• **The records**:
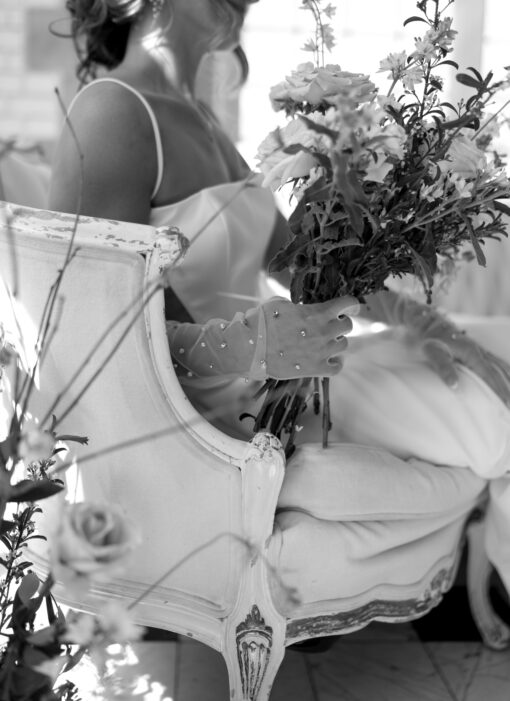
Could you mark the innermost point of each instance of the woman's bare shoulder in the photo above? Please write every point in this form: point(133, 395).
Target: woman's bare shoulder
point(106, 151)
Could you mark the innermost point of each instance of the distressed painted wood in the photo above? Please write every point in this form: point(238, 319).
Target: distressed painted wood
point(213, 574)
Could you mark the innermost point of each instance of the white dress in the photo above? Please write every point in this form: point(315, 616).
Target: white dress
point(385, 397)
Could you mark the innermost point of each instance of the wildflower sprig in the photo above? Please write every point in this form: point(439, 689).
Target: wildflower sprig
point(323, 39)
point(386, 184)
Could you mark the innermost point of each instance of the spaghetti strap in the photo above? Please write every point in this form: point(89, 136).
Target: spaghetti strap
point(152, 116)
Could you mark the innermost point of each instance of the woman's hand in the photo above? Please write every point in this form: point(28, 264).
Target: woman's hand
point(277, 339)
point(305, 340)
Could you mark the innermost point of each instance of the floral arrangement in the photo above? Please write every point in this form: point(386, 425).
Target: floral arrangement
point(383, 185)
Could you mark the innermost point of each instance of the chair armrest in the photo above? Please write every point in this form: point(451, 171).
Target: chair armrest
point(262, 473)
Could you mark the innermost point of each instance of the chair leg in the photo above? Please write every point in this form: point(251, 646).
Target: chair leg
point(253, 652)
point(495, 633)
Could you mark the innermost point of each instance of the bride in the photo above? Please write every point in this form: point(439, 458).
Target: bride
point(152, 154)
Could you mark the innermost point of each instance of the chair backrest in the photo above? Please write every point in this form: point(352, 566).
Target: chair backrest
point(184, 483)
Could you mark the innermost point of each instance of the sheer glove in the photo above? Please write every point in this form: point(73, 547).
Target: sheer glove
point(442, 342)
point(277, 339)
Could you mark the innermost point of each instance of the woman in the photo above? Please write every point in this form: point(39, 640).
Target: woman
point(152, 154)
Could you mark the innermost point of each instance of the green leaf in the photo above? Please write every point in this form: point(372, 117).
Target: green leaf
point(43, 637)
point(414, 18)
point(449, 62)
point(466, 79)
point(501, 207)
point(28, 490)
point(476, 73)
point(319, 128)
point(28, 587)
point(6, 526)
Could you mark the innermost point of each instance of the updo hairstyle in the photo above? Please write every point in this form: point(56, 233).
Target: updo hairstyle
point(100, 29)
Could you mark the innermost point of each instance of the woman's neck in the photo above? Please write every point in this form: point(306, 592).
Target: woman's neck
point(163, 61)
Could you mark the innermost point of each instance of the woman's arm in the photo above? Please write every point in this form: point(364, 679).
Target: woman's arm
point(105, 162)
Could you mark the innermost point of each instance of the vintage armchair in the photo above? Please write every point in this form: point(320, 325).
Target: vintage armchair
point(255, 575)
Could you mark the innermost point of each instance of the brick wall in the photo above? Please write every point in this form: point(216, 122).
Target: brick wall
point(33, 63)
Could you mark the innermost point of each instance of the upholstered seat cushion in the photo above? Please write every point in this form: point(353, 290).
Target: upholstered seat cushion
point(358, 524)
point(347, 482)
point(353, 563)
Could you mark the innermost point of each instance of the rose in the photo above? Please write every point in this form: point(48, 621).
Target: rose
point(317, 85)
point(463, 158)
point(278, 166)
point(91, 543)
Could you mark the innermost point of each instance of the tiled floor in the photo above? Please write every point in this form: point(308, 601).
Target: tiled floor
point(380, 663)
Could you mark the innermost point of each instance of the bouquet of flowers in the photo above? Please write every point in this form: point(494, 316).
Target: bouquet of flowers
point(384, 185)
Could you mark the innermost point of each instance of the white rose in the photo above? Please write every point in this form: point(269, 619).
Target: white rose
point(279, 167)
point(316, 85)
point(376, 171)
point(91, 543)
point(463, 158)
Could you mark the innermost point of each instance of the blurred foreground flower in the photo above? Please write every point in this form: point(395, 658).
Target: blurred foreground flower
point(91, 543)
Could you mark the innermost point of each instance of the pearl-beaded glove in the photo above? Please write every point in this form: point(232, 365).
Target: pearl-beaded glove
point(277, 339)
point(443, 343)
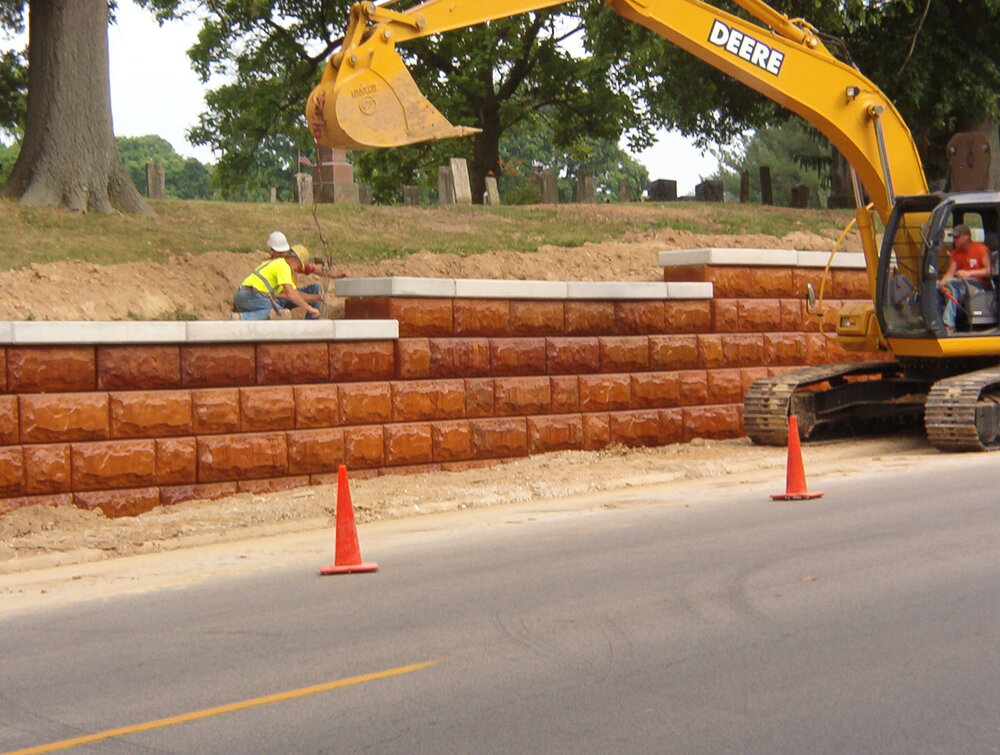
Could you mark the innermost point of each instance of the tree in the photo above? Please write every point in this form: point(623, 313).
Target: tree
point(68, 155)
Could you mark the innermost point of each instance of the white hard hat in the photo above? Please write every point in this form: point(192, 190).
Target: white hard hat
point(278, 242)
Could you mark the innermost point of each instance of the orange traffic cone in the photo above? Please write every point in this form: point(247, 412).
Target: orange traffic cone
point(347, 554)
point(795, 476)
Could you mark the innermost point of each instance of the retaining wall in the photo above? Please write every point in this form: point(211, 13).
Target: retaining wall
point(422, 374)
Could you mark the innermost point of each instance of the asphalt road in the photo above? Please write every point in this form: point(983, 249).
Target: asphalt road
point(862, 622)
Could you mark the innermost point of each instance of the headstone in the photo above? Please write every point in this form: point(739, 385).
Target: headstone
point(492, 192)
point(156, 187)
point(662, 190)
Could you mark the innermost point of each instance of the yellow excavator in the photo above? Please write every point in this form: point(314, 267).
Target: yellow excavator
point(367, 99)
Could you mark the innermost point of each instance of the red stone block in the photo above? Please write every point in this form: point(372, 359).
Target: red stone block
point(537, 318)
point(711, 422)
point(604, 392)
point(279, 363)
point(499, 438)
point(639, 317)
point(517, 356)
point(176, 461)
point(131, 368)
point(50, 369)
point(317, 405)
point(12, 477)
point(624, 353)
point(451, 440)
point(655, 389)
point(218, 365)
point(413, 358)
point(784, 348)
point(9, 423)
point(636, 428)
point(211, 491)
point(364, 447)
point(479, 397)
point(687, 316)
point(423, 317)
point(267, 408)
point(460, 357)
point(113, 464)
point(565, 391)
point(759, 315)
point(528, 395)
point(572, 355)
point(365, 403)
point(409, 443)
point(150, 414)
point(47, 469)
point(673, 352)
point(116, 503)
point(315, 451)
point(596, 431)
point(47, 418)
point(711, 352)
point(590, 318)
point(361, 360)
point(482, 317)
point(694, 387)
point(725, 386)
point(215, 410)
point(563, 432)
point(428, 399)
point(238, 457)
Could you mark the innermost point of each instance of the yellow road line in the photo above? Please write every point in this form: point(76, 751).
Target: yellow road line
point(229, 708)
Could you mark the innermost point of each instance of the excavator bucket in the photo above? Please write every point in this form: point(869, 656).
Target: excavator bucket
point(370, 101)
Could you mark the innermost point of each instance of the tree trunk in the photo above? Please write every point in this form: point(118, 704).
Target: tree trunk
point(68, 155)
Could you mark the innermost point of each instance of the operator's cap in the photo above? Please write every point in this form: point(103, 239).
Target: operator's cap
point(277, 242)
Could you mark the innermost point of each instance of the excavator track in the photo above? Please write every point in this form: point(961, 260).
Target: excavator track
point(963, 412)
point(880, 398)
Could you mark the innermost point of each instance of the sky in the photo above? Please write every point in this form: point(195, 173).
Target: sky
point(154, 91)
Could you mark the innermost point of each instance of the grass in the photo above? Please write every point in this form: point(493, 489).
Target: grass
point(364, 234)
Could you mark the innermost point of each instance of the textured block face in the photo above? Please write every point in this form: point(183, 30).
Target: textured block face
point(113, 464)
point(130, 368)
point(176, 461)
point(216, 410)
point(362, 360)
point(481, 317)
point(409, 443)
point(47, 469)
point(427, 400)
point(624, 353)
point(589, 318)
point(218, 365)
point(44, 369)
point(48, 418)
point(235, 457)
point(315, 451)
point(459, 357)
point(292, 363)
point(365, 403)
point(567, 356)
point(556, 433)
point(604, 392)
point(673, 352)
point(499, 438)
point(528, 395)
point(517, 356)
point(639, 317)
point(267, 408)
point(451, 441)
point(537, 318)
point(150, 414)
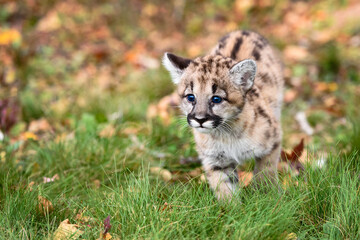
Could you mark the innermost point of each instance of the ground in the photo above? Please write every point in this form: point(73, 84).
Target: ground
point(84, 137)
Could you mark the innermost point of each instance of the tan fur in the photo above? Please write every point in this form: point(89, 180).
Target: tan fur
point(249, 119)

* * *

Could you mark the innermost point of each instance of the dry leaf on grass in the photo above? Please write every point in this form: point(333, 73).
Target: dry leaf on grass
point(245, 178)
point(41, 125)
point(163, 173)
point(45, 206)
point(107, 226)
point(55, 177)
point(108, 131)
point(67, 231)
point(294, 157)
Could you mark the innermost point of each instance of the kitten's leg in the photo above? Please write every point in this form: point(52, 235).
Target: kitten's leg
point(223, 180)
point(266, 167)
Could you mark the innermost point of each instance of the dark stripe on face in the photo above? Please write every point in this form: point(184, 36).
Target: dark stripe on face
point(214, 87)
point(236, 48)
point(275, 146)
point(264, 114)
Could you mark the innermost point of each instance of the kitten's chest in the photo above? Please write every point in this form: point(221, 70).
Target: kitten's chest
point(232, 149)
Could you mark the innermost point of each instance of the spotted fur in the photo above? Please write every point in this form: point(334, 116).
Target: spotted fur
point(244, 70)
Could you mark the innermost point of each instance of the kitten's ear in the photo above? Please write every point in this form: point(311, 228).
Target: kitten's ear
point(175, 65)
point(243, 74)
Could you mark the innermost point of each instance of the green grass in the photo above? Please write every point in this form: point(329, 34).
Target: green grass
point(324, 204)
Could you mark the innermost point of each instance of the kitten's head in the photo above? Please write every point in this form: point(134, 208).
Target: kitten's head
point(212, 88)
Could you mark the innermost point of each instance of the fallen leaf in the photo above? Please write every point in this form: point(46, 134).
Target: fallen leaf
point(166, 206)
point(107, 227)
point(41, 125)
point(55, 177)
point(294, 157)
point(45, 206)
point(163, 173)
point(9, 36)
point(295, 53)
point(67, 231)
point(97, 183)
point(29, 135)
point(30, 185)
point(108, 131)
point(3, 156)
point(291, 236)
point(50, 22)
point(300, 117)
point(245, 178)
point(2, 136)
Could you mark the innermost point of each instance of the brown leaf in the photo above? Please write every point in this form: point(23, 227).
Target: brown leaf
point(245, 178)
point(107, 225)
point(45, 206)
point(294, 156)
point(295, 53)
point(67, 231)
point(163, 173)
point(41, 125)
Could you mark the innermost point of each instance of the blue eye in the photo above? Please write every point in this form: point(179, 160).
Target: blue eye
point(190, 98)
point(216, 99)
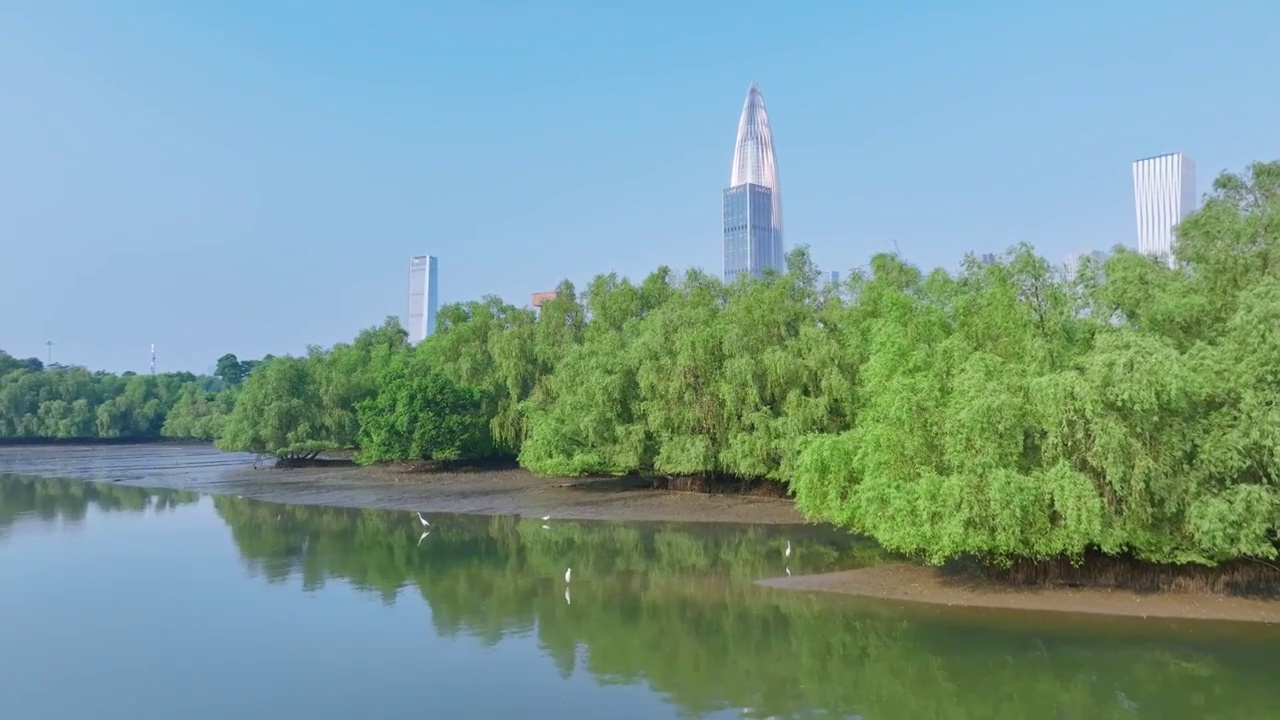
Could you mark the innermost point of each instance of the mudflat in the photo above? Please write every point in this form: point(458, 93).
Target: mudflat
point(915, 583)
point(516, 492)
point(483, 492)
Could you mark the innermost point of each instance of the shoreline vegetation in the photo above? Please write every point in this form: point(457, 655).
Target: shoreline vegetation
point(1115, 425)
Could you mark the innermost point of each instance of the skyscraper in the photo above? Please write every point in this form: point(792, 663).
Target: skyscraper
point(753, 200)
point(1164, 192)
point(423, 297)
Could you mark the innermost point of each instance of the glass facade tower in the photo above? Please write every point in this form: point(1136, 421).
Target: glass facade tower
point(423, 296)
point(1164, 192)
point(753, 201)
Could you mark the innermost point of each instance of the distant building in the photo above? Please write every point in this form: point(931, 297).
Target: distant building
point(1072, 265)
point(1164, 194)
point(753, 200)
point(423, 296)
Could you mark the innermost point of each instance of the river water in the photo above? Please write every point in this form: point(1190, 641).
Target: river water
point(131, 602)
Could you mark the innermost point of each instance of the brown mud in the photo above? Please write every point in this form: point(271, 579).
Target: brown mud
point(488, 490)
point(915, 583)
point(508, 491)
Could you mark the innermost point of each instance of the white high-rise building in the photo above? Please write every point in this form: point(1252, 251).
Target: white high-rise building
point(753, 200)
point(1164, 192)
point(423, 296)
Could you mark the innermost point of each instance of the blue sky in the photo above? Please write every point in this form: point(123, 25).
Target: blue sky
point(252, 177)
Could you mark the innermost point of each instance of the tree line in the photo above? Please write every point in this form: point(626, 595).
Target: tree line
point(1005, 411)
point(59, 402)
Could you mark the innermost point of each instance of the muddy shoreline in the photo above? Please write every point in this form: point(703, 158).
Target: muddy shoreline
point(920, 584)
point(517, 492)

---

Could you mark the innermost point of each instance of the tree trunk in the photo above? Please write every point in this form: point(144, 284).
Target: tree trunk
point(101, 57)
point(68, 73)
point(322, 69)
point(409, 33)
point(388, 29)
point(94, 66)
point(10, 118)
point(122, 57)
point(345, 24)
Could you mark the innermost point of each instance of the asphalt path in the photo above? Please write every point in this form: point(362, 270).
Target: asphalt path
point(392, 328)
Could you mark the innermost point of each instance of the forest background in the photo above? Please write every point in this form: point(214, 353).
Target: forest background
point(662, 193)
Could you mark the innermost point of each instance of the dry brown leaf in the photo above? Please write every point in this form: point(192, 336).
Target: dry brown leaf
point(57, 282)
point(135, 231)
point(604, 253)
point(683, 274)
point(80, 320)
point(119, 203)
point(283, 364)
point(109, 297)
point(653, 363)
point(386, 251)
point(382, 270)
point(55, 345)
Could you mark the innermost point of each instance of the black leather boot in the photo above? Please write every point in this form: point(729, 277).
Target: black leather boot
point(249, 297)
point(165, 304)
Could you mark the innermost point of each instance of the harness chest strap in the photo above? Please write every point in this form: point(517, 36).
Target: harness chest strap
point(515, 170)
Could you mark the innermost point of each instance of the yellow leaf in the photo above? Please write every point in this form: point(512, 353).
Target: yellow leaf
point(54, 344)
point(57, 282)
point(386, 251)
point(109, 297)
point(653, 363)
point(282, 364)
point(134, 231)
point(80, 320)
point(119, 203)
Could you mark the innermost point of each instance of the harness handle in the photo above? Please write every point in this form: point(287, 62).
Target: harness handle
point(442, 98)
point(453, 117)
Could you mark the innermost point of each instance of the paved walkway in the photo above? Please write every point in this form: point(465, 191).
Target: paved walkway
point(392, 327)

• **Set problem**: Edit everything from the line containing "form: point(133, 395)." down to the line containing "point(386, 184)" so that "distressed painted wood" becomes "weathered painted wood", and reproduce those lines with nothing else changed.

• **Solution to the problem**:
Could you mark the innermost point of each instance of the woman's bare shoulder in the photo above? Please write every point in this form: point(133, 395).
Target: woman's bare shoulder
point(106, 151)
Could you mark the innermost point of each instance of the weathered painted wood in the photo above? Please write every point in this form: point(238, 319).
Target: weathered painted wood
point(213, 574)
Could you mark the innermost point of each instance of the white dress in the photo above? Please write every point in this form: point(315, 616).
Target: white dress
point(385, 397)
Could you mark the innermost point of each instance of the wildflower sprig in the photo above? Please write every point in this form: point(439, 689).
Target: wildflower sprig
point(323, 39)
point(386, 184)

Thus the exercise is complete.